• What is required:
Locate each line in the records below that contains the word "wooden", and copy every such line in full. Matching is case-sensitive.

**** Entries ****

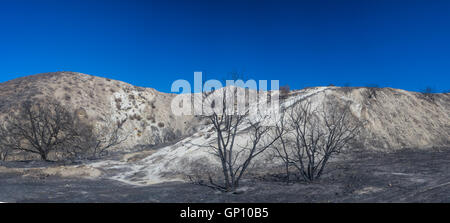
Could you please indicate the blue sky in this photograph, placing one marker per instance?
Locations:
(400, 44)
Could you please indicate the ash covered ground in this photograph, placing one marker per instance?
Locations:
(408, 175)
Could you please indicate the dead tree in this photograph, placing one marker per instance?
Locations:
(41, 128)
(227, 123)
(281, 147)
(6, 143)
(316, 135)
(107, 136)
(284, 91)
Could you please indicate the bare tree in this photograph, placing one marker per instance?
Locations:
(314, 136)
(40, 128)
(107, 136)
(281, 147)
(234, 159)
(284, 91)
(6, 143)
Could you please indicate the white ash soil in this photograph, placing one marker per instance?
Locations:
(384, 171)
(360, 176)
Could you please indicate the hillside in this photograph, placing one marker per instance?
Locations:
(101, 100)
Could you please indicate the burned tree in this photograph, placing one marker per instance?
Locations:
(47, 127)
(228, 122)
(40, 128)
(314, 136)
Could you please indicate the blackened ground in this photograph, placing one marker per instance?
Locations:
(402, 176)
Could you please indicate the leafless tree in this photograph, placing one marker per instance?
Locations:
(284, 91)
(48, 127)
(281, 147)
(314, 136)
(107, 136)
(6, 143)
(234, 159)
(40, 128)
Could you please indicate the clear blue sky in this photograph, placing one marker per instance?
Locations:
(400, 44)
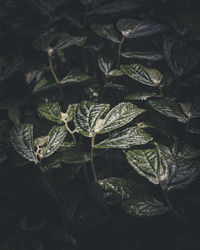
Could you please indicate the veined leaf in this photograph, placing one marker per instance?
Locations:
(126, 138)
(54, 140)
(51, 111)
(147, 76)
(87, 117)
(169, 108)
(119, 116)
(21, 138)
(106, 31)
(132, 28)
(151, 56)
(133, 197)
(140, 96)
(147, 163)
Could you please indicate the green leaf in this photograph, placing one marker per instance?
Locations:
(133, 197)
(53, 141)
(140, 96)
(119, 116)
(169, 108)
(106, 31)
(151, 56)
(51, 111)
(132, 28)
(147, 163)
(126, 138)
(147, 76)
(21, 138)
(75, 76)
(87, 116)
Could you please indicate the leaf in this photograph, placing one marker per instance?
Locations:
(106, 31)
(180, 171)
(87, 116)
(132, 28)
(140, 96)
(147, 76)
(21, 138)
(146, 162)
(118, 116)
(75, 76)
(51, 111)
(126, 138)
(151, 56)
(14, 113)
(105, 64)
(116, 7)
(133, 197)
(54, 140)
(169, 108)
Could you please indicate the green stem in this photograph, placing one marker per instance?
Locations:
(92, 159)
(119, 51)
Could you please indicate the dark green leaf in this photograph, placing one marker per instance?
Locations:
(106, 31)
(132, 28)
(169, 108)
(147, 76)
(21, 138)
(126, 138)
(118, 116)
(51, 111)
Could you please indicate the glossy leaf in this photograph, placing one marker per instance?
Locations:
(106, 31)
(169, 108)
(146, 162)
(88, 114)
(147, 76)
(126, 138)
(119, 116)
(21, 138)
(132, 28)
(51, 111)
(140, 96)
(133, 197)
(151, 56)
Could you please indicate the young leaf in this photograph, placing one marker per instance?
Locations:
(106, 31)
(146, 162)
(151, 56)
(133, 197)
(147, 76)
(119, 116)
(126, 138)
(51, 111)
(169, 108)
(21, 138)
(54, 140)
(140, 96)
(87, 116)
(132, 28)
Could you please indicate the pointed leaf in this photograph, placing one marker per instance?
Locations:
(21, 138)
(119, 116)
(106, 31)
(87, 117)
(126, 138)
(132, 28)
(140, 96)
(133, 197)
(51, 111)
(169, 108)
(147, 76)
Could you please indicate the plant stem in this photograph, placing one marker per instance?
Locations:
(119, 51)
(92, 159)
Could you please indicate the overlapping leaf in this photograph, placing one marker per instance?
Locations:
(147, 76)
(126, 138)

****
**** Entries ****

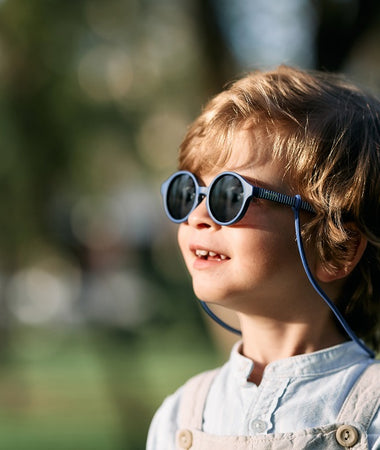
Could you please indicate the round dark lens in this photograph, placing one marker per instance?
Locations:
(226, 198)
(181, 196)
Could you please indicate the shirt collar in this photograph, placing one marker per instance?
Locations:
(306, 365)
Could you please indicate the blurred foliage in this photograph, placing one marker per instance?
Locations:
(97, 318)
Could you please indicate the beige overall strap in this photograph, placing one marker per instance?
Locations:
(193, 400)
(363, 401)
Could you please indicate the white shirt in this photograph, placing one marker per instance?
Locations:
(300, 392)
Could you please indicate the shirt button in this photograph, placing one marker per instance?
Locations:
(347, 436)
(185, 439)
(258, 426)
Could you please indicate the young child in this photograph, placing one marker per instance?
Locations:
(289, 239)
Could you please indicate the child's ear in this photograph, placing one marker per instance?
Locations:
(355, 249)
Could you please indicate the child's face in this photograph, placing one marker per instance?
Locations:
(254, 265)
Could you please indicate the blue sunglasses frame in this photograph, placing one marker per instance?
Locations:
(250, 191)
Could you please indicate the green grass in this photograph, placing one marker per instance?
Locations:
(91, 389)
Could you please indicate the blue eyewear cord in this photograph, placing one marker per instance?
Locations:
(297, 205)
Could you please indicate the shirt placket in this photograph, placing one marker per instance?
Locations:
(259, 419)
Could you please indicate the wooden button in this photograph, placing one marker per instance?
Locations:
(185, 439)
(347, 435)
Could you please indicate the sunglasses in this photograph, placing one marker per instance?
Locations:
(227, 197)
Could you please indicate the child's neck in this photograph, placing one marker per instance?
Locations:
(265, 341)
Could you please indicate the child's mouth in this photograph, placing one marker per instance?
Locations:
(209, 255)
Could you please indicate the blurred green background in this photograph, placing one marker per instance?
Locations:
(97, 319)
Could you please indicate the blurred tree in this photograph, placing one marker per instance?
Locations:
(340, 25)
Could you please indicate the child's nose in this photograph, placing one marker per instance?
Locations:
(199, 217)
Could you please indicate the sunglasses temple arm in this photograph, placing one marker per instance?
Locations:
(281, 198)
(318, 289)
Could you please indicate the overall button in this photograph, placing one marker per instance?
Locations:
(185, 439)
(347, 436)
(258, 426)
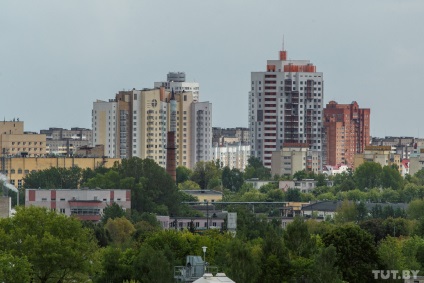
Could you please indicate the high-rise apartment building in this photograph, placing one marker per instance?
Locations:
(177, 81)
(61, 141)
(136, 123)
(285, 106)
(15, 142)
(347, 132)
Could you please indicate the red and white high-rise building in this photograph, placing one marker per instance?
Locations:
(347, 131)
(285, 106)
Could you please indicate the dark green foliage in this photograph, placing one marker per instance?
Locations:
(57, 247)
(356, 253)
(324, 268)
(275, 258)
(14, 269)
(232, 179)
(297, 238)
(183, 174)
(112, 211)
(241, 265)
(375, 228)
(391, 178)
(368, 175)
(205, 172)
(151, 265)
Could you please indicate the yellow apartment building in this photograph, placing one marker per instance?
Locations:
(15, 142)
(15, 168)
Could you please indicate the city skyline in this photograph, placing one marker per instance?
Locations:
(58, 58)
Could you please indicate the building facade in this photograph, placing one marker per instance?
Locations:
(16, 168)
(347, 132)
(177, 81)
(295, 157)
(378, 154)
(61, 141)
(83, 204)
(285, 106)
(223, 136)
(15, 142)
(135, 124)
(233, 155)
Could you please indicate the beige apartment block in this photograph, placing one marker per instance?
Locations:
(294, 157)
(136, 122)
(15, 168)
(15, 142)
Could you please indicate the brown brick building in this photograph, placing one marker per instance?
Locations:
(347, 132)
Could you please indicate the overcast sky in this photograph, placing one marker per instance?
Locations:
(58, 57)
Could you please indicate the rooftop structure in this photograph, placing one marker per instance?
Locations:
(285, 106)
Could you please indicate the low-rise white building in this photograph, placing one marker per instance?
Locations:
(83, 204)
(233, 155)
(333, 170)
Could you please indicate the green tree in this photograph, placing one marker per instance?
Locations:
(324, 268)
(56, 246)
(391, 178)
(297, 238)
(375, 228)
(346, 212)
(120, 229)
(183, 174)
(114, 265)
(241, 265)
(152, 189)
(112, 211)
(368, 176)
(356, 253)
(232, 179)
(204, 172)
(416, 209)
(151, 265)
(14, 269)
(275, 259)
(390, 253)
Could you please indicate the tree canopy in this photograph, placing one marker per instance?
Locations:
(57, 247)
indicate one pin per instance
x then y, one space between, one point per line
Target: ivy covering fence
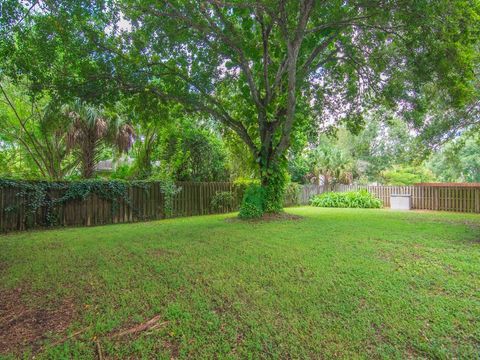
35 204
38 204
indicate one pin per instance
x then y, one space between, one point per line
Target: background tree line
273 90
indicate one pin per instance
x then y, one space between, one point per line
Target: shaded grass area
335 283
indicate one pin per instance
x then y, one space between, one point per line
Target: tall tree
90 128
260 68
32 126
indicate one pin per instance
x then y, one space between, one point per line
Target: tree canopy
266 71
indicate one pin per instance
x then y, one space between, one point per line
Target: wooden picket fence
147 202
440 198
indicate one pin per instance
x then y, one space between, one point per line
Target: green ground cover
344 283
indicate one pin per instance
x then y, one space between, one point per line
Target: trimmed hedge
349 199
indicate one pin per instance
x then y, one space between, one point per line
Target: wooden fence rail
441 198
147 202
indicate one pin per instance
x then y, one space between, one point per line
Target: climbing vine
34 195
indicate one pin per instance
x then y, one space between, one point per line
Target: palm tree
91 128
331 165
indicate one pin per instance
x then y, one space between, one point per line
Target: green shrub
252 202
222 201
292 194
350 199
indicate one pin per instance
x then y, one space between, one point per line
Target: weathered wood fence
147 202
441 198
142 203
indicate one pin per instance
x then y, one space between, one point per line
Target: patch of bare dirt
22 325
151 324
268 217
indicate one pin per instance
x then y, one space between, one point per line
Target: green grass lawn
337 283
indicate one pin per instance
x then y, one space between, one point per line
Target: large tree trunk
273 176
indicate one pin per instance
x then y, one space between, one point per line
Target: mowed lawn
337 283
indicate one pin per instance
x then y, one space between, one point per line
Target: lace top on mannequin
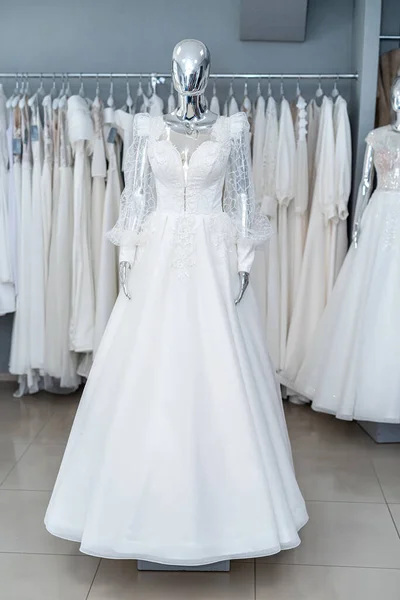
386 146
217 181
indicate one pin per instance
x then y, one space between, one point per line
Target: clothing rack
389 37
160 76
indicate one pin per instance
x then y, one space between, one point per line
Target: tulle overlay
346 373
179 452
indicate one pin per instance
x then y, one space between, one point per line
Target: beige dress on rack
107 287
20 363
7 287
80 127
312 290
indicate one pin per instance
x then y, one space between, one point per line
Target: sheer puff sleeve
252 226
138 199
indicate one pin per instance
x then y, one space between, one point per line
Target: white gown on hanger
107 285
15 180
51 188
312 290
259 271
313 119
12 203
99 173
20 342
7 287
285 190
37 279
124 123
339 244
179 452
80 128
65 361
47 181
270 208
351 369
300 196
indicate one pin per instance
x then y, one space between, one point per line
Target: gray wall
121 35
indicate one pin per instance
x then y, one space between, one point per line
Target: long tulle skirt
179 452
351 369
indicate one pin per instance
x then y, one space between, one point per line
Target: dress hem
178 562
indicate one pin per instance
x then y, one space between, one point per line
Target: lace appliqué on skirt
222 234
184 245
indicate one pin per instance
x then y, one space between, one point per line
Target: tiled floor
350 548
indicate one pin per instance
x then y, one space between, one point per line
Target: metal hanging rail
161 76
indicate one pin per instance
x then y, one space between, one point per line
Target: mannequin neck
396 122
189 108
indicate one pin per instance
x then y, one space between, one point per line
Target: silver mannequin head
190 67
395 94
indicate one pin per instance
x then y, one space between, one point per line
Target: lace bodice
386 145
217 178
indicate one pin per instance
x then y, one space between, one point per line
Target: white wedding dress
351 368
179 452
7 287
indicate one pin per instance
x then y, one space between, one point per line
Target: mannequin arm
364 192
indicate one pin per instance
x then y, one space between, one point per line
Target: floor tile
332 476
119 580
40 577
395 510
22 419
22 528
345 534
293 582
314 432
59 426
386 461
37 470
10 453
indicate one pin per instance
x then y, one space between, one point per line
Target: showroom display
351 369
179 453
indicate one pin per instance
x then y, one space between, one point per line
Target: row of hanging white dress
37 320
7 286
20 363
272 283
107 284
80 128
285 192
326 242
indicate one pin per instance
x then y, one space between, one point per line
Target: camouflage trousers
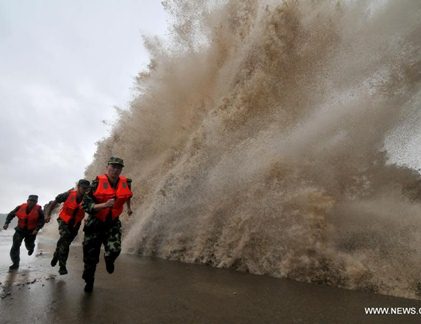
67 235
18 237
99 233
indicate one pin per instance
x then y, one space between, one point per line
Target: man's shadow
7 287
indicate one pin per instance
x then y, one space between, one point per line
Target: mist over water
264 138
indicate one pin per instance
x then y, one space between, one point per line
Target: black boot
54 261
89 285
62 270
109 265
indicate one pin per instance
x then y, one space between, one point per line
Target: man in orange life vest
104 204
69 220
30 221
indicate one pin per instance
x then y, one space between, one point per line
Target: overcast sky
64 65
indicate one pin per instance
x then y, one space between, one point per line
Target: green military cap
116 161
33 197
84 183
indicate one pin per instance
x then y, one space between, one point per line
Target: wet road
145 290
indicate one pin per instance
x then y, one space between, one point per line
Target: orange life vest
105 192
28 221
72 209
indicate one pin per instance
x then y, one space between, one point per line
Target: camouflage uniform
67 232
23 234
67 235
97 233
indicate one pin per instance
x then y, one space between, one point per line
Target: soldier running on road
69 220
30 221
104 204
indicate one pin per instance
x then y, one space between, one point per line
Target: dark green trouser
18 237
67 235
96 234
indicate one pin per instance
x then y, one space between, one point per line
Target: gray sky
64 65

****
**** Entries ****

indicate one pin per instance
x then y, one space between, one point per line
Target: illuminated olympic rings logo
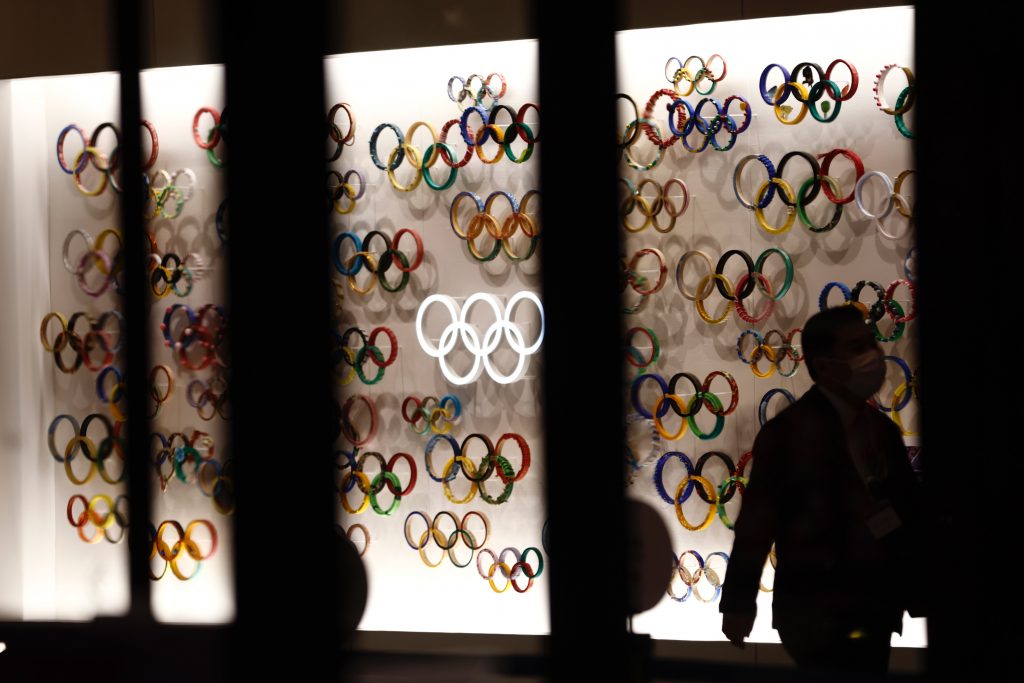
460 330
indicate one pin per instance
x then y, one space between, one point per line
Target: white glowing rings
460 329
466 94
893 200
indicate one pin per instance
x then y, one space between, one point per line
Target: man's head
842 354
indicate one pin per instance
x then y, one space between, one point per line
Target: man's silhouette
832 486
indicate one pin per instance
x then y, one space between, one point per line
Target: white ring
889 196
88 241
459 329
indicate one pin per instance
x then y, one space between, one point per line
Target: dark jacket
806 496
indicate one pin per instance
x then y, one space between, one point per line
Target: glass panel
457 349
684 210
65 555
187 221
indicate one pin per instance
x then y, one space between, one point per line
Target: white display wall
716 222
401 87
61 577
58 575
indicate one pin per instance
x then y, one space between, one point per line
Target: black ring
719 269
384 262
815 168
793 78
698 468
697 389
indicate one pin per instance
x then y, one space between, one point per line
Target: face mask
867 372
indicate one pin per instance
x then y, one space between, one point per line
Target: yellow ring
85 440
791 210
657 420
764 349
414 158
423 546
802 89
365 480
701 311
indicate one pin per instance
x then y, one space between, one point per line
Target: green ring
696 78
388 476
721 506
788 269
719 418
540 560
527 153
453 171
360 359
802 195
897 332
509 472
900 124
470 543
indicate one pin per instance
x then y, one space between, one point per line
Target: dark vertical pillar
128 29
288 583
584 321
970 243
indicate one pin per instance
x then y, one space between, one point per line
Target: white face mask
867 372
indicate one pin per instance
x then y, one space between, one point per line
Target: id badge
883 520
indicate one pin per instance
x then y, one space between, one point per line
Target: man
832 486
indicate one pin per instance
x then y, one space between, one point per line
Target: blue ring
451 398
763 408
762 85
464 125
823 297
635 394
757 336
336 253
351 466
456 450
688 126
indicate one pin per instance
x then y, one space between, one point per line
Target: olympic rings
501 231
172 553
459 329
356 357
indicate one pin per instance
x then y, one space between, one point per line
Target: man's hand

****

• Answer to this exercise:
Could you please indicate the wooden button in this photograph, placing one marker per instance?
Target: wooden picket fence
Target: wooden fence rail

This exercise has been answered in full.